%%

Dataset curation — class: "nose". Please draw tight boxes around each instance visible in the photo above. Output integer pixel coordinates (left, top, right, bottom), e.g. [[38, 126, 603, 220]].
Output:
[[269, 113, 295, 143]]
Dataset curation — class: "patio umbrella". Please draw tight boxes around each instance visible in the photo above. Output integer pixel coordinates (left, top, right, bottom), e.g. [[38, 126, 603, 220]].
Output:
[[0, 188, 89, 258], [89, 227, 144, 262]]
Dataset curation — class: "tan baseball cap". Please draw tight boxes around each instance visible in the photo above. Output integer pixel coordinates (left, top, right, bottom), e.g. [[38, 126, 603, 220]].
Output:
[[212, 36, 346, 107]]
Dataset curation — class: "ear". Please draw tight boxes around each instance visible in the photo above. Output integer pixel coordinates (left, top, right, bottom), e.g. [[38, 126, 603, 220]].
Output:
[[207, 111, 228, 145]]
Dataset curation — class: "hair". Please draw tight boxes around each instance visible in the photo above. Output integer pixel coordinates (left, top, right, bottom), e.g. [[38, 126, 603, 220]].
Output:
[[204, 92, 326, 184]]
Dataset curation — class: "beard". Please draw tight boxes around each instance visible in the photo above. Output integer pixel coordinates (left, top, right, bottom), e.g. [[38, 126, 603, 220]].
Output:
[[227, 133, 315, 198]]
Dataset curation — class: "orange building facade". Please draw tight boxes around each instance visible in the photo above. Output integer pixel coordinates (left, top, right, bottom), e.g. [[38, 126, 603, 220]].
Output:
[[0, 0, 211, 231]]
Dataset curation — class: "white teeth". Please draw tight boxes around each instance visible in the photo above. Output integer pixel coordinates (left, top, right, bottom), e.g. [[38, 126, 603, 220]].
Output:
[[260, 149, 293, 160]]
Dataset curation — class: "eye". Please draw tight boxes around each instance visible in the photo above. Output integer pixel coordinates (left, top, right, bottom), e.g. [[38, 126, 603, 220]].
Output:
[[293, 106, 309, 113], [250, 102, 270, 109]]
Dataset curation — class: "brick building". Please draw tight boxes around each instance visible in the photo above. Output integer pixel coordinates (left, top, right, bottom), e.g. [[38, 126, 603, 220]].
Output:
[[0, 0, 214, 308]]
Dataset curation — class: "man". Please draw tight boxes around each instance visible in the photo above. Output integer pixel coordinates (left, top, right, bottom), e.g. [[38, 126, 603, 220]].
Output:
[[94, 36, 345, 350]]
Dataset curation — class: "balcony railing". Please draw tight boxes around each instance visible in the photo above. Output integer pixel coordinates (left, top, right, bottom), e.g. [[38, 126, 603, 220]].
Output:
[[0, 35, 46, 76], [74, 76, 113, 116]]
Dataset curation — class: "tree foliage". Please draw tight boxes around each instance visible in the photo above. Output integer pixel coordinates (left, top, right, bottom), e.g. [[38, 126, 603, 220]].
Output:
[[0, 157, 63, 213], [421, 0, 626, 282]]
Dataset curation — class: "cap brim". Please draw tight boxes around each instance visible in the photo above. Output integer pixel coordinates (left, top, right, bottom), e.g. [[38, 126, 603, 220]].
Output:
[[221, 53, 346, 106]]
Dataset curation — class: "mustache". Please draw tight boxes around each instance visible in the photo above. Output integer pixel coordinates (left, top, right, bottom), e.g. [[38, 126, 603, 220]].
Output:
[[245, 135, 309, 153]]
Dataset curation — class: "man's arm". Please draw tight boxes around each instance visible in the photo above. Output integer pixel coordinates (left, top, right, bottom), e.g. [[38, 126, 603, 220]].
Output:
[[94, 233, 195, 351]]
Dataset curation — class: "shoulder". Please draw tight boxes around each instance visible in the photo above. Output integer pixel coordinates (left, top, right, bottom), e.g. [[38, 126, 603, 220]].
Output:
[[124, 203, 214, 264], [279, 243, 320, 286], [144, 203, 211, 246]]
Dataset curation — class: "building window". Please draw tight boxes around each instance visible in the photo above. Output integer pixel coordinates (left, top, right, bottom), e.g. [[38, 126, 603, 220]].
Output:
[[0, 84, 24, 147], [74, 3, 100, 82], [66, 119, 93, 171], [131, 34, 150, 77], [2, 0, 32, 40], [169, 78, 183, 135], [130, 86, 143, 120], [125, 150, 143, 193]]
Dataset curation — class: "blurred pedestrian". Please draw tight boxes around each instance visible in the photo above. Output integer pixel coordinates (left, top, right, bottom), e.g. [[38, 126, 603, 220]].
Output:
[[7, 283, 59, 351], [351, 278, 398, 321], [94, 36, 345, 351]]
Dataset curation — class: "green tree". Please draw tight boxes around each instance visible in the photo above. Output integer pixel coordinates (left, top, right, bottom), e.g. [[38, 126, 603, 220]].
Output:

%%

__WHAT IS NEEDED__
Write the listing out again, exactly as shown above.

__COMPLETED EXERCISE__
Dataset curation — class: "nose". Please draw tight boxes around each instance visible in the photo above. Output integer pixel coordinates (left, top, right, bottom), e.g. [[38, 126, 603, 220]].
Output:
[[269, 113, 295, 143]]
Dataset curation — class: "patio umbrella". Please draw tight boxes around each instance visible in the photo above. Output integer pixel coordinates (left, top, right, bottom), e.g. [[38, 126, 603, 220]].
Output:
[[0, 188, 89, 258], [89, 227, 144, 262]]
Dataset curation — class: "tan baseball cap". Please draw tight boxes around each instance visible in the photo above. Output integer pixel coordinates (left, top, right, bottom), e.g. [[38, 126, 603, 220]].
Output:
[[212, 36, 346, 107]]
Dataset curation — class: "ear". Please draw tight boxes around each instance visible in the photo above. Output integer pixel coordinates (left, top, right, bottom), e.g. [[38, 126, 603, 220]].
Output:
[[207, 111, 228, 145]]
Dataset curation — class: "hair". Please draw tight boxes around each instance visible in the photo above. Output integer pixel coordinates (left, top, right, bottom), e.g. [[38, 126, 603, 220]].
Output:
[[204, 92, 326, 184]]
Dataset curation — class: "beard". Please draw tight boxes around each instance visible in the photo above. Output integer pixel coordinates (left, top, right, bottom), e.g. [[38, 126, 603, 220]].
Output:
[[227, 133, 315, 198]]
Dataset curation — class: "orange building facade". Please draw tight boxes around each instance visible in the photo above. Output integer pixel coordinates (left, top, right, bottom), e.g. [[38, 126, 603, 220]].
Output:
[[0, 0, 211, 231]]
Dataset curation — class: "white teeth". Please draw tight boxes around each instance visible in the photo above. Output integer pixel coordinates (left, top, right, bottom), e.g. [[38, 126, 603, 220]].
Output:
[[260, 149, 293, 160]]
Dataset curation — class: "eye". Please draw tight boxes around each instance visible in the photo above. Output integer pixel coordinates (left, top, right, bottom), e.g. [[38, 126, 603, 220]].
Output:
[[293, 106, 309, 113], [250, 102, 270, 109]]
Dataset curation — class: "brick building". Please draw tight boxes around each instance visible in the photo above. Output integer pixel coordinates (left, top, right, bottom), e.g. [[38, 126, 603, 220]].
Output:
[[0, 0, 214, 308]]
Dataset curation — class: "man". Please draw tight boxes around each instance visible in the photo above. Output integer pixel coordinates (left, top, right, bottom), e.g. [[38, 126, 603, 220]].
Output:
[[94, 36, 345, 350]]
Dataset curation — class: "balcony railing". Please draw tight boxes around each instance visible in the photo above. Output integer pixel coordinates (left, top, right, bottom), e.g. [[38, 126, 603, 220]].
Output:
[[0, 35, 46, 76], [74, 76, 113, 116]]
Dataset curation — class: "tree foliage". Please draw tight boxes around each instance visible in the photo above. Output integer pixel coordinates (left, top, right, bottom), e.g. [[38, 126, 603, 220]].
Output:
[[0, 157, 63, 213], [421, 0, 626, 282]]
Dataset curation — class: "cap brim". Please draw tight boxes around each instance visible in the photo above. Output integer pixel coordinates (left, top, right, bottom), e.g. [[38, 126, 603, 220]].
Output:
[[221, 53, 346, 106]]
Dataset curation — class: "mustache". Please draw tight boxes around each instance visible in the photo above. Output integer pixel coordinates (left, top, right, bottom), e.g. [[38, 126, 603, 220]].
Output:
[[245, 135, 309, 153]]
Dataset curation — class: "man's arm". Please draw tight boxes around each instance visible in the photo above. Output integer pixel coordinates (left, top, right, bottom), e.g. [[38, 126, 603, 220]].
Output:
[[94, 233, 195, 351]]
Dataset curation — class: "shoulder". Please draw tight boxes around each instance visible in the photo above. Output integer pixel coordinates (left, top, right, bottom), e.g. [[38, 126, 603, 220]].
Output:
[[124, 203, 214, 264], [279, 243, 320, 286], [144, 203, 211, 246]]
Dataset curation — class: "building window". Please draw tight boxes around each instance visible in the photo above. Output integer pixel coordinates (left, top, right, bottom), e.g. [[38, 126, 603, 220]].
Output:
[[0, 84, 24, 147], [74, 3, 100, 82], [66, 119, 93, 171], [131, 34, 150, 77], [2, 0, 32, 40], [169, 78, 183, 135], [130, 86, 143, 120], [125, 150, 143, 193]]
Dataset curation — class: "blurred pedestrian". Please draw tight boxes around each instance visible in the photo above. Output integer pixel coordinates (left, top, right, bottom), e.g. [[38, 126, 603, 220]].
Output:
[[7, 283, 59, 351], [351, 278, 398, 321], [94, 36, 345, 351]]
Dataset curation — class: "green tree". Please draw tight boxes around each instance visible in the photo above. Output integer pixel coordinates (left, top, right, bottom), e.g. [[38, 126, 603, 220]].
Output:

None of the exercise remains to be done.